** Goal **
Write out exactly, please, the lines from the one containing "For each instance of the guitar neck, drop" to the end of the material.

** Data shown **
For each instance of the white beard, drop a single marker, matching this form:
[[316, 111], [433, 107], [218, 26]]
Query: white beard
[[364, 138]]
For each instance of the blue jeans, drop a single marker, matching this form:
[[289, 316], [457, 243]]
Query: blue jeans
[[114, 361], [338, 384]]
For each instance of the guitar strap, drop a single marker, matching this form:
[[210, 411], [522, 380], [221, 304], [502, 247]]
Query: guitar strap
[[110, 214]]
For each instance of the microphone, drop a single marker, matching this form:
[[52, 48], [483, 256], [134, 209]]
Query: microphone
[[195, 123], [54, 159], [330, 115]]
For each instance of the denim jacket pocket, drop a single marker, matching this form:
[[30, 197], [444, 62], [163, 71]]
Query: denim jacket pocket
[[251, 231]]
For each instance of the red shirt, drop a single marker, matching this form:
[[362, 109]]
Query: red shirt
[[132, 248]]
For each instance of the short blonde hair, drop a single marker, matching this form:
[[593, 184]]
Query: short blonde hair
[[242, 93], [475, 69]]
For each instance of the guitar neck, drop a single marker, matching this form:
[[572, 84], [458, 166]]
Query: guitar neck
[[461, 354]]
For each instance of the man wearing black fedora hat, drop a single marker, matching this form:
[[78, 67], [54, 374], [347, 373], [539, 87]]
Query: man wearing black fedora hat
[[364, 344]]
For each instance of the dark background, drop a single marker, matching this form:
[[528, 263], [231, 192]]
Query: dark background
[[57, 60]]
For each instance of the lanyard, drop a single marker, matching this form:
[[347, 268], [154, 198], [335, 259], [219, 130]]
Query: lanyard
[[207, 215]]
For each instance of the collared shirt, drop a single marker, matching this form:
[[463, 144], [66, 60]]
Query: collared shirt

** Solution to the problem **
For each instance of the guitar neck, drop a single marker, matching this form:
[[572, 84], [458, 166]]
Query: guitar neck
[[461, 354]]
For each instance of the man wearing black fedora hat, drop a single marker, matching this form:
[[78, 67], [54, 374], [347, 373], [539, 87]]
Query: man wearing black fedora hat
[[364, 344]]
For each instance of the dark background, drop a single marker, matching this form:
[[528, 263], [231, 192]]
Query: dark background
[[57, 60]]
For each instance of the lanyard, drop a single marker, matching this form:
[[347, 268], [154, 198], [335, 259], [219, 130]]
Query: lanyard
[[207, 215]]
For each instance of the collared shirt, drop a single marker, matching this form:
[[463, 144], [66, 60]]
Query: collared shirt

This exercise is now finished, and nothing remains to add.